--- Record set ---

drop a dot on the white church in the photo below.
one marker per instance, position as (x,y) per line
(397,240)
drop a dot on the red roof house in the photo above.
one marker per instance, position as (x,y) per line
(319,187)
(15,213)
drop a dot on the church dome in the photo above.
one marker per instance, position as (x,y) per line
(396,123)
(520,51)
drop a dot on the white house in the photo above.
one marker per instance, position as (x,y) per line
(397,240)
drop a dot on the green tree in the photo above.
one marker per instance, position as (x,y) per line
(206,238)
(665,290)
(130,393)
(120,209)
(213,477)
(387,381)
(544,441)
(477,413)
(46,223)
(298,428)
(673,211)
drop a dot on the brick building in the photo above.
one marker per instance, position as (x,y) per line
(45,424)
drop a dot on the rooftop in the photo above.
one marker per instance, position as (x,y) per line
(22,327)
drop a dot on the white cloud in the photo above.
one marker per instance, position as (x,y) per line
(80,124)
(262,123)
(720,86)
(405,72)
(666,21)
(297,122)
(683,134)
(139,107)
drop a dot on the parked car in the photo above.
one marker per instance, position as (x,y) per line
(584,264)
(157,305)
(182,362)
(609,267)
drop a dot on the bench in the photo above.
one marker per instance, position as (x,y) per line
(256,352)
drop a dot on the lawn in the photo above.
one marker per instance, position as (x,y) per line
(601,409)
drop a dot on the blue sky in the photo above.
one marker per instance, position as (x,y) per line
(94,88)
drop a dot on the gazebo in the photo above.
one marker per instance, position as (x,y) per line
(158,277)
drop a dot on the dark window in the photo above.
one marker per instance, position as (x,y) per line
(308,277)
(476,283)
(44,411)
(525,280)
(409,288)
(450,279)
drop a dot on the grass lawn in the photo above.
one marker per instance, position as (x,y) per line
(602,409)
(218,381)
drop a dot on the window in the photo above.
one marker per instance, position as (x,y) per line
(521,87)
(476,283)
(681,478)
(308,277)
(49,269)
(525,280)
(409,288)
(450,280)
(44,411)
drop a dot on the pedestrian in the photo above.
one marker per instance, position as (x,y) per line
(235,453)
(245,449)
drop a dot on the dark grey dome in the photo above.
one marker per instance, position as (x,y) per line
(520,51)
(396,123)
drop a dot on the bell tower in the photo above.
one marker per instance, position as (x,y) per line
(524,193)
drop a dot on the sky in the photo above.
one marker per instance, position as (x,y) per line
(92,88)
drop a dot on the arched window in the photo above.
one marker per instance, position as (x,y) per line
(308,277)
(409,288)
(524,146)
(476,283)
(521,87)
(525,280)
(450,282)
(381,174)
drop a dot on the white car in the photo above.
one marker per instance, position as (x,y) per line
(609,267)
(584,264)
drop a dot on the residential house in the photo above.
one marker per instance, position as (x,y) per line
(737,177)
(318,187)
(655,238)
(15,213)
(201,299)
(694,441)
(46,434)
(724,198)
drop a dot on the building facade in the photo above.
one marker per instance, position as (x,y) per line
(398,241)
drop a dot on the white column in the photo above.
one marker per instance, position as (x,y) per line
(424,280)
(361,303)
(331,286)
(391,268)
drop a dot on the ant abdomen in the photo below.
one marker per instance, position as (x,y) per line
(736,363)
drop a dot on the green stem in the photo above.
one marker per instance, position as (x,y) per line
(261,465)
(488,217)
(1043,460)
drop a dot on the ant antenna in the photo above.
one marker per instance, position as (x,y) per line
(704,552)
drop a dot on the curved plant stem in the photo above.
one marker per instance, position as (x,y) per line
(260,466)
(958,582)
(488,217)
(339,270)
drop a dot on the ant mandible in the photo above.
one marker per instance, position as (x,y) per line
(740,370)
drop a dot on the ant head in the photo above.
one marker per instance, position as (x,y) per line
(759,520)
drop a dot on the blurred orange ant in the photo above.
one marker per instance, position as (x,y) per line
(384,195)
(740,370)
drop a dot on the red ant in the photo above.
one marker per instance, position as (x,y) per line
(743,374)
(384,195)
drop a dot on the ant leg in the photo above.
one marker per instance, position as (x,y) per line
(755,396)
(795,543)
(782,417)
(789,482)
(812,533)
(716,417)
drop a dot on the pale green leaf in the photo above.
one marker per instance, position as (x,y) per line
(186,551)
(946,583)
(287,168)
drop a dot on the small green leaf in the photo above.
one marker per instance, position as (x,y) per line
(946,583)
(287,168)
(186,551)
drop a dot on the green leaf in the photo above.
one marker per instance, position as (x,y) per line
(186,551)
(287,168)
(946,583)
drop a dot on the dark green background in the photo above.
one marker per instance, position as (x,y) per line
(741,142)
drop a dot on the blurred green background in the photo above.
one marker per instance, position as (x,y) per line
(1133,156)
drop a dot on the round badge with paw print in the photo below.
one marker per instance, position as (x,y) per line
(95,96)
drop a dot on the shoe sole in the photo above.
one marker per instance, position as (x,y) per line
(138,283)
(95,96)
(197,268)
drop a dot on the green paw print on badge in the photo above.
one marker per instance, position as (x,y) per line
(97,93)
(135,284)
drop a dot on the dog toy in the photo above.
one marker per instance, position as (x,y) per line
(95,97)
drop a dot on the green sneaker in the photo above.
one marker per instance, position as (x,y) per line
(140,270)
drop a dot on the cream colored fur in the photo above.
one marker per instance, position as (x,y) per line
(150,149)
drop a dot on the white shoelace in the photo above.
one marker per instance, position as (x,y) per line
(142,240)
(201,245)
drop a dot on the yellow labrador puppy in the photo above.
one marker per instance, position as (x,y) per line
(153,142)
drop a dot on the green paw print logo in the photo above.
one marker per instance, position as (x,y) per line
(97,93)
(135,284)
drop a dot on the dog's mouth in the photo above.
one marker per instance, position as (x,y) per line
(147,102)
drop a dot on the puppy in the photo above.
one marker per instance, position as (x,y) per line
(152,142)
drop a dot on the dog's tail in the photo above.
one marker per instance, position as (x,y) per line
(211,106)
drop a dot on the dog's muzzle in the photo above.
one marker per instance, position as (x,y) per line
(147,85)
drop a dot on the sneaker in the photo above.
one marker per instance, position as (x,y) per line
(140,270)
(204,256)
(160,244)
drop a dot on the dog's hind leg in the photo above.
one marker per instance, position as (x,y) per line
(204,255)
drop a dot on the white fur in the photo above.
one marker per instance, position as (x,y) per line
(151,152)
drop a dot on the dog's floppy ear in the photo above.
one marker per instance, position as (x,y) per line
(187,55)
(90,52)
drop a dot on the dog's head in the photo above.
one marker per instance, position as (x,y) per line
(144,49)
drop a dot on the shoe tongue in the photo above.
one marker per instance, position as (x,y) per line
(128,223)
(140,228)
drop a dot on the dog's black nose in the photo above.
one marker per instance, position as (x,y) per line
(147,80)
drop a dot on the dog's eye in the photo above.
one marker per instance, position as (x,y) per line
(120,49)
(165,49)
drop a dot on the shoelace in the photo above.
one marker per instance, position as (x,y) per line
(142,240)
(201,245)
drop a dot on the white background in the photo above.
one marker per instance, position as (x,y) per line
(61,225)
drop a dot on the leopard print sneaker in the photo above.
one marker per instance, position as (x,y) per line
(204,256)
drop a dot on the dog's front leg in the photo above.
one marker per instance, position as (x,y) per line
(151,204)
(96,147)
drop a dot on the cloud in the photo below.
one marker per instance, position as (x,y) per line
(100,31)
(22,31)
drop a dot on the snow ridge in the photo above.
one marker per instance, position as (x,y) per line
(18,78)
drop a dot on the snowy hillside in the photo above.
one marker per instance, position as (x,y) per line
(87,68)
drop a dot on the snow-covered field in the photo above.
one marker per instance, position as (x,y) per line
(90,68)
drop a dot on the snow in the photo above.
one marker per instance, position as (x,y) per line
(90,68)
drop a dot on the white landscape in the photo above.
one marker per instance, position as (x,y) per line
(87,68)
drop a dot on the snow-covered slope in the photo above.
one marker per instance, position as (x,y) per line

---

Activity:
The full listing above is to be retyped exactly.

Result for this exercise:
drop a dot on the white church in the photo below.
one marker per instance, position as (x,y) per line
(397,240)
drop a dot on the red roof house in the photo above.
one marker per instance, position as (x,y) per line
(319,187)
(15,213)
drop a dot on the church dome in the photo above.
one marker per instance, position as (x,y) per line
(396,123)
(520,51)
drop a dot on the white house in the photo above.
one marker per instance, position as (x,y) per line
(397,240)
drop a dot on the green tree in the photo above.
one marker per instance, position as (x,y) per line
(206,238)
(665,290)
(130,393)
(120,209)
(213,477)
(387,381)
(544,441)
(477,413)
(46,223)
(298,428)
(673,211)
drop a dot on the brick building in the photo above.
one marker per instance, position as (x,y) per line
(45,424)
drop a dot on the rooftop in the photo above.
one marker per instance, position as (x,y) per line
(22,327)
drop a dot on the white cloud in the photo above.
one marker per instance, position as (x,y) per line
(80,124)
(262,123)
(720,86)
(405,72)
(666,21)
(297,122)
(683,134)
(139,107)
drop a dot on the parked car in the photo above.
one marker per instance, position as (x,y) per line
(584,264)
(157,305)
(182,362)
(609,267)
drop a dot on the bench in the photo above.
one marker per instance, position as (x,y) per line
(256,352)
drop a dot on the lawn in the photo above.
one marker per instance, position as (x,y) per line
(601,409)
drop a dot on the blue sky in the photo above.
one marker per instance, position as (x,y) per line
(94,88)
drop a dot on the gazebo in the photo above.
one marker per instance, position as (x,y) per line
(158,277)
drop a dot on the dark window in the photo above.
one marker per instance, position as (x,y) per line
(308,277)
(476,283)
(44,411)
(525,280)
(409,288)
(450,279)
drop a dot on the grass lawn in the photo above.
one marker per instance, position as (x,y) per line
(602,409)
(218,381)
drop a dot on the window in the photo above.
one marker per instance, position as (x,y) per line
(521,87)
(476,283)
(681,478)
(308,277)
(49,269)
(525,280)
(409,288)
(450,280)
(44,411)
drop a dot on the pedestrian in the photo above.
one marker per instance, position as (x,y) per line
(235,453)
(245,449)
drop a dot on the dark grey dome in the photo above.
one marker per instance, position as (x,y) per line
(520,51)
(396,123)
drop a dot on the bell tower in the photo above.
one marker per instance, position as (x,y) per line
(524,193)
drop a dot on the sky in the photo above.
one marker per instance, position as (x,y) per line
(92,88)
drop a dot on the arched window in the photo above.
one marker per instance, position as (x,y) per line
(308,277)
(409,288)
(524,146)
(476,283)
(521,87)
(525,280)
(450,282)
(381,174)
drop a dot on the white car in the photo above.
one marker per instance, position as (x,y) per line
(609,267)
(584,264)
drop a dot on the residential house in the photo above.
one marker per instance, position as (x,y) per line
(737,177)
(318,187)
(655,238)
(15,213)
(201,299)
(694,441)
(46,434)
(724,198)
drop a dot on the building facade in the photo above.
one marker per instance, position as (x,y) per line
(398,241)
drop a dot on the white column in the photo above.
one marker per instance, position as (x,y) per line
(424,280)
(361,303)
(331,286)
(391,268)
drop a dot on the ant abdomen in the photo below.
one marker per instance, position as (x,y) per line
(736,363)
drop a dot on the green stem in the photo above.
one marker per instance, position as (x,y) per line
(261,465)
(488,217)
(1043,460)
drop a dot on the ant antenna in the photo above.
one marker per instance, position as (x,y) per line
(704,552)
drop a dot on the curved plant stem in the photo above.
one marker per instance, position as (x,y) per line
(260,466)
(958,582)
(488,217)
(339,270)
drop a dot on the ant mandible in the photo above.
one marker per instance, position as (x,y) per line
(740,370)
drop a dot on the ant head in the photo above.
one marker per instance, position as (x,y) per line
(759,520)
drop a dot on the blurred orange ant in the photo above.
one marker per instance, position as (x,y) per line
(384,195)
(740,370)
drop a dot on the red ant in the photo above.
one marker per instance, position as (x,y) per line
(743,374)
(384,195)
drop a dot on the ant leg in the photo above.
one marker per instance, position as (x,y) per line
(755,396)
(795,543)
(782,417)
(789,482)
(812,533)
(716,417)
drop a dot on the pale green leaf in the photo above.
one marker per instance, position as (x,y) per line
(186,551)
(946,583)
(287,168)
drop a dot on the small green leaf in the photo above.
one marker per instance, position as (x,y) per line
(946,583)
(287,168)
(186,551)
drop a dot on the green leaf in the photo above.
one marker per instance, position as (x,y) per line
(186,551)
(287,168)
(946,583)
drop a dot on the dark green background in the photo above.
one marker per instance, position as (x,y) per line
(741,142)
drop a dot on the blurred green background in the photo above.
one marker per instance, position as (x,y) per line
(1133,156)
drop a dot on the round badge with paw print in the photo below.
one marker per instance, position as (x,y) per line
(95,96)
drop a dot on the shoe sole in the photo above.
one marker per instance, position as (x,y) per line
(138,283)
(95,96)
(197,268)
drop a dot on the green paw print on badge in the photo above.
one marker per instance, position as (x,y) per line
(97,93)
(135,284)
drop a dot on the dog toy in the photo above.
one marker per instance, position as (x,y) per line
(95,97)
drop a dot on the green sneaker in the photo above.
one marker per instance, position as (x,y) per line
(140,270)
drop a dot on the cream colored fur in the photo above.
one marker per instance, position as (x,y) per line
(150,149)
drop a dot on the white shoelace in the photo above.
one marker per instance, position as (x,y) per line
(142,240)
(201,245)
drop a dot on the yellow labrador puppy in the photo above.
one marker per instance, position as (x,y) per line
(153,142)
drop a dot on the green paw print logo in the photo above.
one marker per instance, position as (x,y) per line
(97,93)
(135,284)
drop a dot on the dog's mouth in the photo above.
one marker per instance, position as (x,y) per line
(147,102)
drop a dot on the puppy in the photo above.
one marker per instance, position as (x,y) per line
(152,142)
drop a dot on the dog's tail in the photo above.
one marker per instance, position as (x,y) per line
(211,106)
drop a dot on the dog's muzzle in the photo above.
one marker per instance, position as (x,y) per line
(147,85)
drop a dot on the sneaker in the photo above.
one marker per instance, position as (x,y) per line
(140,270)
(204,256)
(160,244)
drop a dot on the dog's hind leg in the photo above.
one marker per instance, position as (x,y) per line
(204,255)
drop a dot on the white fur in the photo above.
one marker per instance, position as (x,y) per line
(151,152)
drop a dot on the dog's floppy ear in the photo above.
one marker per instance, position as (x,y) per line
(187,55)
(90,52)
drop a dot on the dog's head in the photo above.
one marker per instance, position as (x,y) per line
(144,49)
drop a dot on the shoe tongue in the photo above.
one marker per instance, position as (x,y) per line
(128,223)
(140,228)
drop a dot on the dog's black nose in the photo above.
one marker per instance, position as (x,y) per line
(147,80)
drop a dot on the dog's eye in the photo above.
one marker per instance, position as (x,y) per line
(120,49)
(165,49)
drop a dot on the shoelace in the photo above.
one marker per instance, position as (x,y) per line
(142,240)
(201,245)
drop a dot on the white background in the photo above.
one marker per instance, position as (x,y) per line
(61,225)
drop a dot on the leopard print sneaker in the photo above.
one marker per instance, position as (x,y) per line
(204,256)
drop a dot on the dog's front leg in the photo above.
one marker per instance, position as (x,y) per line
(151,204)
(96,147)
drop a dot on the cloud in the photo below.
one marker per instance, position as (x,y) per line
(100,31)
(22,31)
drop a dot on the snow ridge in the photo above.
one marker per instance, position as (x,y) per line
(18,78)
drop a dot on the snowy hillside in the photo above.
one marker per instance, position as (x,y) per line
(87,68)
drop a dot on the snow-covered field in the photo above.
one marker per instance, position as (x,y) per line
(90,68)
drop a dot on the snow in the photo above.
one marker per instance, position as (x,y) per line
(90,68)
drop a dot on the white landscape in the photo above.
one marker per instance, position as (x,y) per line
(87,68)
drop a dot on the snow-covered slope in the photo above.
one marker per instance, position as (x,y) per line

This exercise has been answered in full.